START Data listing

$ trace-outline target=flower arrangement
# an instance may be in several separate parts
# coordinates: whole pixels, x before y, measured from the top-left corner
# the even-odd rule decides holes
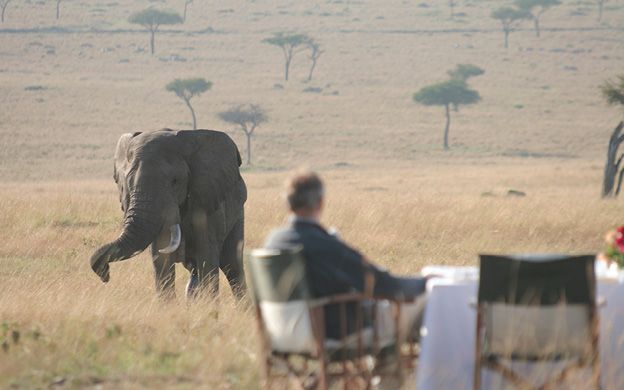
[[[624,226],[609,231],[605,241],[605,256],[607,260],[616,263],[620,269],[624,268]]]

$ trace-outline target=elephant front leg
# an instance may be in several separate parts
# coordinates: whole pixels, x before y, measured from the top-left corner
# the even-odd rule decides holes
[[[196,298],[207,293],[214,298],[219,295],[219,246],[212,240],[204,240],[197,249],[195,268],[187,285],[187,297]]]
[[[160,253],[158,250],[169,244],[169,237],[160,237],[152,244],[152,263],[154,265],[154,281],[156,292],[160,298],[175,298],[175,252]]]

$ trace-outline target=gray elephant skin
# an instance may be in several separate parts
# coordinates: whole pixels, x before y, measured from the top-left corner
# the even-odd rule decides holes
[[[244,238],[247,188],[241,157],[225,133],[163,129],[124,134],[114,178],[124,213],[123,232],[91,256],[91,268],[110,279],[109,263],[151,245],[156,291],[175,296],[175,263],[191,273],[186,294],[218,291],[221,269],[237,296],[245,276],[238,252]]]

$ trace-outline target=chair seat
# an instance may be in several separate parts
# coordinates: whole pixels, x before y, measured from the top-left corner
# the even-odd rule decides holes
[[[583,356],[591,350],[588,311],[578,304],[489,304],[484,309],[487,350],[522,360]]]
[[[295,300],[288,302],[263,301],[259,303],[262,319],[273,349],[282,353],[314,354],[316,342],[310,323],[308,302]],[[377,305],[378,348],[394,345],[395,324],[392,307],[389,303]],[[374,329],[369,326],[361,331],[361,346],[372,350],[374,345]],[[352,333],[345,338],[347,349],[358,348],[358,335]],[[342,340],[327,339],[327,350],[343,348]]]

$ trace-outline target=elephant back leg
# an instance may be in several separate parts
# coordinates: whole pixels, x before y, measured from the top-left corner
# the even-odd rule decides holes
[[[225,274],[232,292],[237,298],[243,297],[247,289],[241,257],[244,237],[245,223],[244,218],[241,216],[232,227],[232,230],[230,230],[230,233],[225,237],[221,247],[221,257],[219,258],[219,268]]]

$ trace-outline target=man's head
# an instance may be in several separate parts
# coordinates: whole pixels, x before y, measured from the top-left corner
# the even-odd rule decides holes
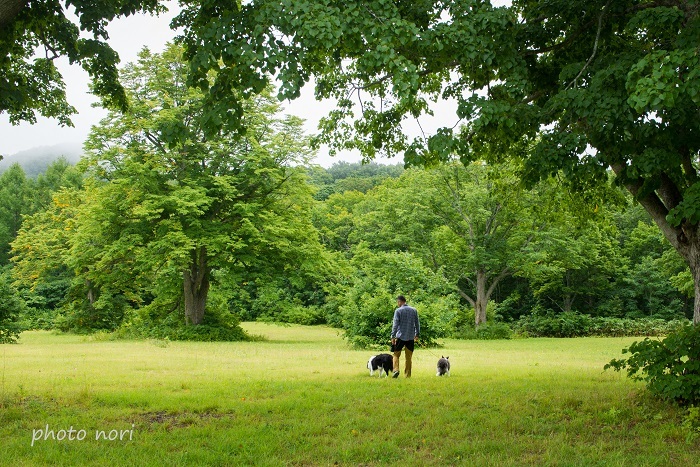
[[[399,295],[398,297],[396,297],[396,304],[398,306],[405,305],[406,304],[406,297],[404,297],[403,295]]]

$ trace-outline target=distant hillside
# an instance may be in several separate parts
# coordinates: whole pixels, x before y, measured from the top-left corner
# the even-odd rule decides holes
[[[46,168],[59,157],[63,156],[69,163],[75,164],[80,160],[82,153],[82,145],[79,143],[56,144],[54,146],[27,149],[10,156],[4,156],[0,160],[0,173],[17,162],[24,169],[27,177],[34,178],[40,173],[44,173]]]

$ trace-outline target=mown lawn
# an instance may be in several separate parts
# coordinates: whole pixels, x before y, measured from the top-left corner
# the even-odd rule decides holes
[[[412,379],[380,380],[365,369],[372,352],[350,350],[333,329],[244,326],[269,340],[29,332],[18,345],[0,346],[0,464],[686,466],[700,459],[682,410],[603,371],[634,339],[447,340],[444,349],[416,351]],[[442,354],[452,362],[449,378],[435,376]],[[61,430],[65,439],[51,438]],[[96,440],[102,432],[116,439]]]

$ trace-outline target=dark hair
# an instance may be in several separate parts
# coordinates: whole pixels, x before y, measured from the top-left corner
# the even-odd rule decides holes
[[[406,297],[404,297],[403,295],[399,295],[398,297],[396,297],[396,300],[406,303]]]

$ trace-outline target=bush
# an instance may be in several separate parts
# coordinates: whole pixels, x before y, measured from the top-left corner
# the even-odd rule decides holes
[[[276,318],[282,323],[304,324],[313,326],[316,324],[324,324],[326,322],[325,315],[319,307],[303,306],[292,304],[286,307]]]
[[[234,288],[229,308],[246,321],[291,323],[303,325],[325,324],[326,315],[321,309],[321,292],[306,294],[295,292],[284,280],[272,280],[261,285],[249,284],[247,288]]]
[[[686,325],[663,340],[634,342],[622,353],[630,357],[612,360],[605,369],[626,370],[663,399],[700,403],[700,326]]]
[[[389,346],[396,294],[386,288],[366,284],[368,290],[354,288],[340,307],[345,338],[355,348],[381,349]],[[428,297],[418,294],[409,305],[418,310],[420,345],[438,346],[437,339],[449,334],[449,323],[456,313],[451,297]],[[453,303],[455,302],[455,303]]]
[[[465,311],[455,315],[450,323],[450,337],[454,339],[510,339],[513,330],[502,322],[500,314],[501,304],[489,300],[486,305],[486,323],[474,328],[474,308],[469,307]],[[497,325],[496,325],[497,324]]]
[[[591,322],[590,316],[573,312],[532,314],[516,321],[514,329],[530,337],[581,337],[589,335]]]
[[[462,336],[463,339],[479,339],[479,340],[496,340],[496,339],[511,339],[513,337],[513,330],[508,326],[507,323],[485,323],[476,329],[470,329],[465,335]]]
[[[599,337],[652,337],[666,336],[688,324],[688,320],[666,321],[656,318],[592,318],[591,336]]]
[[[355,348],[381,348],[389,345],[394,302],[386,290],[356,294],[353,290],[340,306],[345,338]],[[419,315],[420,316],[420,315]]]
[[[444,279],[410,253],[372,253],[358,247],[352,259],[357,273],[332,288],[326,319],[345,331],[356,348],[387,348],[396,296],[405,295],[418,310],[421,346],[436,346],[450,334],[459,303]],[[337,306],[336,316],[330,311]],[[329,314],[330,312],[330,314]]]
[[[513,330],[530,337],[641,337],[665,336],[687,323],[687,320],[600,318],[566,312],[523,316],[513,323]]]
[[[85,285],[76,280],[68,292],[65,305],[54,318],[54,327],[63,332],[90,334],[95,331],[114,331],[124,319],[129,301],[121,293],[100,290],[98,298],[89,303]],[[78,298],[80,297],[80,298]]]
[[[10,284],[8,274],[0,274],[0,344],[17,341],[22,332],[18,319],[24,309],[24,302]]]
[[[202,324],[185,323],[184,311],[166,303],[154,302],[140,310],[129,310],[115,335],[127,339],[167,339],[171,341],[248,340],[238,317],[228,311],[226,302],[211,293]]]
[[[235,318],[225,319],[214,313],[206,313],[204,322],[196,326],[187,325],[184,319],[174,315],[160,322],[132,318],[115,332],[115,336],[125,339],[167,339],[171,341],[200,342],[235,342],[247,340],[248,338]]]
[[[70,280],[58,279],[39,283],[32,290],[20,289],[22,300],[27,305],[20,315],[22,326],[32,330],[54,329],[59,308],[69,287]]]

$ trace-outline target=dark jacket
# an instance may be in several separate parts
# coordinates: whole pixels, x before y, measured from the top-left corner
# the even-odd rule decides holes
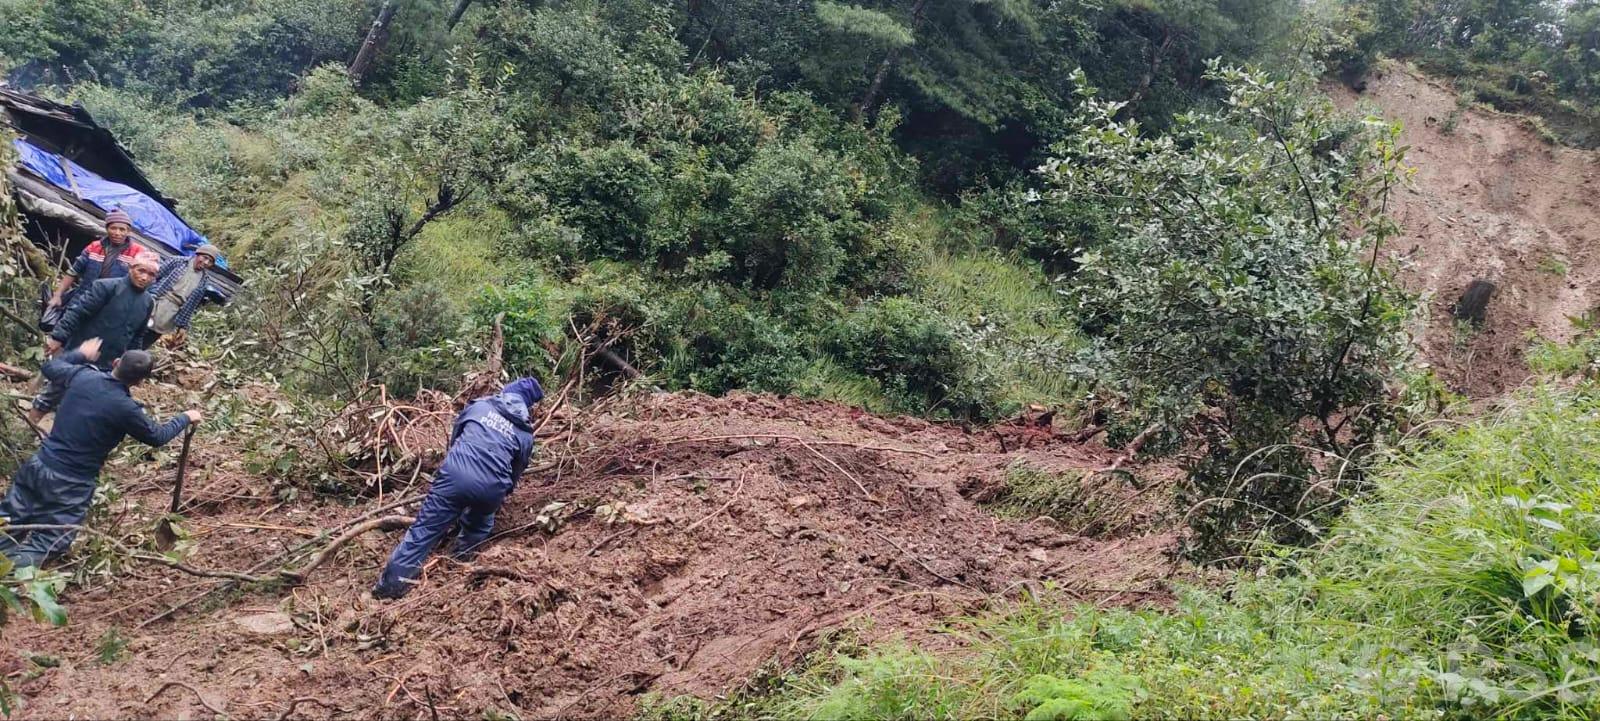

END Data listing

Reproduce the data above without a single change, please, but without its pictures.

■ Your response
$ trace-outline target=flower arrangement
# an instance may be in several separate parts
# coordinates: whole pixels, x before y, measured from the top-left corner
# the even-odd rule decides holes
[[[624,226],[609,231],[605,241],[605,256],[607,260],[616,263],[620,269],[624,268]]]

$ trace-outline target=elephant front leg
# an instance may be in several separate parts
# coordinates: whole pixels, x before y, measured from the top-left corner
# the even-odd rule decides holes
[[[196,298],[207,293],[214,298],[219,295],[219,246],[212,240],[204,240],[197,249],[195,268],[187,285],[187,297]]]
[[[160,253],[158,250],[169,244],[169,237],[160,237],[152,244],[152,263],[154,265],[154,281],[156,292],[160,298],[175,298],[175,252]]]

$ trace-outline target=gray elephant skin
# an instance may be in several separate parts
# coordinates: whole pixels, x before y, measured from the top-left corner
# the even-odd rule decides holes
[[[244,238],[247,188],[241,157],[225,133],[163,129],[124,134],[114,178],[124,213],[123,232],[91,256],[91,268],[110,279],[109,263],[151,245],[156,291],[175,296],[175,263],[191,273],[186,294],[218,291],[221,269],[237,296],[245,276],[238,252]]]

$ trace-outline target=chair seat
# an instance may be in several separate parts
# coordinates: whole pixels, x before y, measured from the top-left corner
# the even-odd rule decides holes
[[[583,356],[591,350],[588,311],[578,304],[489,304],[484,309],[487,350],[522,360]]]
[[[295,300],[288,302],[263,301],[259,303],[262,319],[273,349],[282,353],[314,354],[316,342],[310,323],[308,302]],[[377,305],[378,348],[394,345],[395,324],[392,307],[389,303]],[[374,329],[369,326],[361,331],[361,346],[372,350],[374,345]],[[352,333],[345,338],[347,349],[358,348],[358,335]],[[342,340],[327,339],[327,350],[343,348]]]

$ trace-outline target=elephant back leg
# an instance may be in several separate parts
# coordinates: whole pixels, x before y, measured from the top-left corner
# the even-odd rule decides holes
[[[225,274],[232,292],[237,298],[243,297],[247,289],[241,257],[244,237],[245,223],[244,218],[241,216],[232,227],[232,230],[230,230],[230,233],[225,237],[221,247],[221,257],[219,258],[219,268]]]

$ trace-outline target=man's head
# an instance may be in several separate parts
# coordinates: whole pixels, x before y, measured from the top-left corner
# the even-odd rule decides holes
[[[399,295],[398,297],[396,297],[396,304],[398,306],[405,305],[406,304],[406,297],[404,297],[403,295]]]

$ trace-outline target=distant hillside
# an instance may be in several separate parts
# coordinates: whole pixels, x before y, measured from the top-left corner
# the even-odd rule decides holes
[[[46,168],[59,157],[63,156],[69,163],[75,164],[80,160],[82,153],[82,145],[79,143],[56,144],[54,146],[27,149],[10,156],[4,156],[0,160],[0,173],[17,162],[24,169],[27,177],[34,178],[40,173],[44,173]]]

$ trace-outline target=mown lawn
# an instance may be in several separate parts
# coordinates: whole pixels, x before y, measured from the top-left corner
# the even-odd rule decides holes
[[[412,379],[380,380],[365,369],[372,352],[350,350],[333,329],[244,326],[269,340],[29,332],[18,345],[0,346],[0,464],[686,466],[700,459],[682,410],[603,371],[634,339],[447,340],[444,349],[416,351]],[[442,354],[452,362],[449,378],[435,376]],[[61,430],[65,439],[51,438]],[[96,440],[102,432],[116,439]]]

$ trace-outline target=dark hair
# an instance may be in several separate parts
# coordinates: whole pixels, x before y, measured from the top-left corner
# the even-odd rule decides holes
[[[406,297],[404,297],[403,295],[399,295],[398,297],[396,297],[396,300],[406,303]]]

$ trace-outline target=bush
# an instance may be in several separate parts
# coordinates: whole pixels, x before y, measured from the top-left corner
# the even-odd rule decides holes
[[[276,318],[282,323],[304,324],[313,326],[316,324],[324,324],[326,322],[325,315],[319,307],[303,306],[292,304],[286,307]]]
[[[234,288],[229,308],[246,321],[291,323],[303,325],[325,324],[326,315],[321,309],[321,292],[306,294],[295,292],[284,280],[272,280],[261,285],[249,284],[247,288]]]
[[[686,325],[663,340],[634,342],[622,353],[630,357],[612,360],[605,369],[626,370],[663,399],[700,403],[700,326]]]
[[[389,346],[396,294],[386,288],[366,284],[368,290],[354,288],[340,307],[345,338],[355,348],[381,349]],[[428,297],[418,294],[409,305],[418,310],[420,345],[438,346],[437,339],[449,334],[449,323],[456,313],[451,297]],[[453,303],[455,302],[455,303]]]
[[[465,311],[455,315],[450,323],[450,337],[454,339],[510,339],[513,330],[502,322],[500,314],[501,304],[489,300],[486,305],[486,323],[474,328],[474,308],[469,307]],[[497,325],[496,325],[497,324]]]
[[[591,322],[590,316],[573,312],[532,314],[516,321],[514,329],[530,337],[581,337],[589,335]]]
[[[462,336],[463,339],[479,339],[479,340],[496,340],[496,339],[511,339],[513,337],[513,330],[508,326],[507,323],[485,323],[476,329],[470,329],[465,335]]]
[[[599,337],[652,337],[666,336],[688,324],[688,320],[666,321],[656,318],[592,318],[591,336]]]
[[[355,348],[381,348],[389,345],[394,302],[386,290],[356,294],[353,290],[340,306],[345,338]],[[419,315],[420,316],[420,315]]]
[[[444,279],[410,253],[372,253],[358,247],[352,259],[357,273],[332,288],[326,319],[345,331],[356,348],[387,348],[396,296],[405,295],[418,310],[421,346],[436,346],[450,334],[459,303]],[[337,306],[336,316],[330,311]],[[329,314],[330,312],[330,314]]]
[[[513,330],[530,337],[641,337],[665,336],[687,323],[687,320],[600,318],[566,312],[523,316],[513,323]]]
[[[85,285],[76,280],[68,292],[65,305],[54,318],[54,327],[63,332],[90,334],[95,331],[114,331],[124,319],[129,301],[121,293],[100,290],[98,298],[89,303]],[[78,298],[80,297],[80,298]]]
[[[10,284],[8,274],[0,274],[0,344],[17,341],[22,332],[18,319],[24,309],[24,302]]]
[[[202,324],[185,323],[184,311],[166,303],[154,302],[140,310],[129,310],[115,335],[127,339],[167,339],[171,341],[248,340],[238,317],[228,311],[226,302],[211,293]]]
[[[235,318],[225,319],[214,313],[206,313],[204,322],[196,326],[187,325],[184,319],[174,315],[160,322],[132,318],[115,332],[115,336],[125,339],[167,339],[171,341],[200,342],[235,342],[247,340],[248,338]]]
[[[70,280],[58,279],[39,283],[32,290],[20,289],[22,300],[27,305],[20,315],[22,326],[32,330],[54,329],[59,308],[69,287]]]

$ trace-outline target=dark jacket
# an instance may be in several separate parts
# coordinates: whole pixels, x before y, measured from the top-left corner
# the even-odd rule decides holes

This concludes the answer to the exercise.